Exercise brief
Every record should be restated exactly, with no images included.

Data provided
....................

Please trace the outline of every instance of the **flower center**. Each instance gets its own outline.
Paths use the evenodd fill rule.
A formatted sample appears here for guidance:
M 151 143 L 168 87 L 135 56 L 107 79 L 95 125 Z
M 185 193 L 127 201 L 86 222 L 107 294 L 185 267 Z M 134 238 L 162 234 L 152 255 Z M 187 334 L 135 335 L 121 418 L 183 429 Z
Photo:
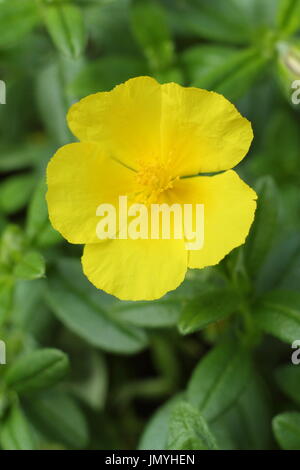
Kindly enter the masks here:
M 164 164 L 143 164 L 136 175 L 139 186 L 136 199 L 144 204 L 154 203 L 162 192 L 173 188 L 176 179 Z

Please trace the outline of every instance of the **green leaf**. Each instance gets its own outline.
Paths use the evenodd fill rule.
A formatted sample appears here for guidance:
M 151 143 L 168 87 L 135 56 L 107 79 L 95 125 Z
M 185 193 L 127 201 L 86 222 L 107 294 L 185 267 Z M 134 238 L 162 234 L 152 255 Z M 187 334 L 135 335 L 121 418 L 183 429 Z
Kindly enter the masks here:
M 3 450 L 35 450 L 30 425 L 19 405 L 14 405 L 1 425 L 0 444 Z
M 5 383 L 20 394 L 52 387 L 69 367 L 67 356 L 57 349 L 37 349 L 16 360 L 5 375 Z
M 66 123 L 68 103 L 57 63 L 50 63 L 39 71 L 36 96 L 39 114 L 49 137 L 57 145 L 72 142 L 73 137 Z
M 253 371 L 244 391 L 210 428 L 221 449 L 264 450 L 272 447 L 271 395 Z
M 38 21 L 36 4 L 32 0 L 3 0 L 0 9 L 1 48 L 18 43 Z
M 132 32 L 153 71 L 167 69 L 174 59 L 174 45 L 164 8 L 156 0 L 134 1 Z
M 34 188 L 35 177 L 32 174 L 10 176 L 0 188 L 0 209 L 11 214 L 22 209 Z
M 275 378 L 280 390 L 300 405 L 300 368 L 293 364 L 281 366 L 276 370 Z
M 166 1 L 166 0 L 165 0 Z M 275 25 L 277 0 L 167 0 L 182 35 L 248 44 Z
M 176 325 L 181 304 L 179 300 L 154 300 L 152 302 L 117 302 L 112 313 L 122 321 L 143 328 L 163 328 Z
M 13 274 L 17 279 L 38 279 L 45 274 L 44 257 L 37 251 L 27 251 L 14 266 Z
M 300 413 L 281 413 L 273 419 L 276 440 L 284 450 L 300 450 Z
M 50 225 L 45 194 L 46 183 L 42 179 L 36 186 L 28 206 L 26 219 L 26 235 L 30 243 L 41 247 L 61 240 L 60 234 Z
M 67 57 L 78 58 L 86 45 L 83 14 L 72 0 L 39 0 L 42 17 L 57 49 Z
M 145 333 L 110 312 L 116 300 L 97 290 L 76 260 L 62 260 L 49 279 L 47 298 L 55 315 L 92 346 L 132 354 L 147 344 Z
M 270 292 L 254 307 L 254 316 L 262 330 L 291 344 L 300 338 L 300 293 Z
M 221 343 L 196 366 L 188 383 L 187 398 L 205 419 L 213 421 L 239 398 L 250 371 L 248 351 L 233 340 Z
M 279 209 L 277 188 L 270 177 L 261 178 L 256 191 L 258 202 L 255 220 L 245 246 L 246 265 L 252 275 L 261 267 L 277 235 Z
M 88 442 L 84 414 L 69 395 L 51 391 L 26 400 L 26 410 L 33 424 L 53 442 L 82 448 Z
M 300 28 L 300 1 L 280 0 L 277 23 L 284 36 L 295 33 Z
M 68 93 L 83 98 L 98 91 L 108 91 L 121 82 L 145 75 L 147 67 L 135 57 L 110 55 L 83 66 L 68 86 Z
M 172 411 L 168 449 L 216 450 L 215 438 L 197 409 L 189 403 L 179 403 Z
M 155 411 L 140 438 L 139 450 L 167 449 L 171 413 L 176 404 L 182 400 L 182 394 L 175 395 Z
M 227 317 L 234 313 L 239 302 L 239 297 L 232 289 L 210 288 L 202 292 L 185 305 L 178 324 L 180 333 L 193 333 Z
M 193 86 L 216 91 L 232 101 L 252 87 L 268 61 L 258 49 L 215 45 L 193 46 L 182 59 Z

....................

Exercise output
Please trace the outline of every instance of the **flower center**. Each instance gets its own outline.
Paths use the evenodd fill rule.
A formatted sample appears here for guidance:
M 151 143 L 168 87 L 135 56 L 107 79 L 95 125 Z
M 185 193 L 127 201 L 86 222 L 107 294 L 185 267 Z M 134 238 L 162 234 L 152 255 Z M 187 334 L 135 335 L 121 418 L 183 429 Z
Photo:
Kindly enter the masks here:
M 164 164 L 143 164 L 136 175 L 139 186 L 136 199 L 144 204 L 154 203 L 162 192 L 173 188 L 176 179 Z

Please trace the outline of every instance of the **green leaf**. Each instance gets its own outline.
Paths use the evenodd fill rule.
A formatted sample appears here for guidance:
M 151 143 L 168 87 L 135 56 L 107 79 L 95 125 Z
M 185 193 L 127 201 L 86 222 L 107 294 L 185 267 Z M 134 238 L 162 234 L 152 255 Z M 187 334 L 135 335 L 121 418 L 183 429 Z
Kindly enter the masks here:
M 3 450 L 35 450 L 30 425 L 19 405 L 14 405 L 1 425 L 0 444 Z
M 5 383 L 20 394 L 52 387 L 69 367 L 67 356 L 57 349 L 37 349 L 16 360 L 5 375 Z
M 66 123 L 68 103 L 57 63 L 50 63 L 39 71 L 36 96 L 39 114 L 49 137 L 57 145 L 72 142 L 73 137 Z
M 253 371 L 244 391 L 210 428 L 221 449 L 264 450 L 272 447 L 271 395 Z
M 38 21 L 36 4 L 32 0 L 3 0 L 0 9 L 1 48 L 18 43 Z
M 132 32 L 153 71 L 167 69 L 174 59 L 174 45 L 164 8 L 156 0 L 134 1 Z
M 34 188 L 35 177 L 32 174 L 10 176 L 0 188 L 0 209 L 11 214 L 22 209 Z
M 275 378 L 280 390 L 300 405 L 300 368 L 293 364 L 281 366 L 276 370 Z
M 166 1 L 166 0 L 165 0 Z M 275 25 L 277 0 L 167 0 L 182 35 L 248 44 Z
M 176 325 L 181 304 L 179 300 L 154 300 L 152 302 L 117 302 L 112 313 L 122 321 L 143 328 L 163 328 Z
M 13 274 L 17 279 L 38 279 L 45 274 L 44 257 L 37 251 L 27 251 L 14 266 Z
M 300 413 L 281 413 L 273 419 L 276 440 L 284 450 L 300 450 Z
M 50 225 L 45 194 L 46 183 L 42 179 L 36 186 L 28 206 L 26 219 L 26 235 L 30 243 L 41 247 L 61 240 L 60 234 Z
M 67 57 L 78 58 L 86 45 L 83 14 L 72 0 L 39 0 L 42 17 L 57 49 Z
M 145 333 L 110 312 L 116 300 L 97 290 L 76 260 L 62 260 L 49 279 L 47 298 L 55 315 L 92 346 L 132 354 L 147 344 Z
M 270 292 L 254 307 L 254 316 L 262 330 L 291 344 L 300 338 L 300 293 Z
M 221 343 L 196 366 L 188 383 L 187 398 L 205 419 L 213 421 L 239 398 L 250 371 L 248 351 L 233 340 Z
M 279 209 L 277 188 L 270 177 L 261 178 L 256 191 L 258 202 L 255 220 L 245 246 L 246 265 L 252 275 L 261 267 L 277 235 Z
M 88 442 L 84 414 L 69 395 L 51 391 L 26 400 L 26 410 L 33 424 L 53 442 L 82 448 Z
M 300 28 L 300 1 L 280 0 L 277 23 L 284 36 L 295 33 Z
M 68 93 L 83 98 L 98 91 L 108 91 L 121 82 L 145 75 L 147 67 L 135 57 L 110 55 L 83 66 L 68 86 Z
M 172 411 L 168 449 L 216 450 L 215 438 L 197 409 L 189 403 L 179 403 Z
M 155 411 L 140 438 L 139 450 L 167 449 L 171 413 L 176 404 L 182 400 L 182 394 L 175 395 Z
M 227 317 L 234 313 L 239 302 L 239 297 L 232 289 L 210 288 L 202 292 L 185 305 L 178 324 L 180 333 L 193 333 Z
M 193 86 L 216 91 L 232 101 L 252 87 L 268 61 L 258 49 L 215 45 L 193 46 L 182 59 Z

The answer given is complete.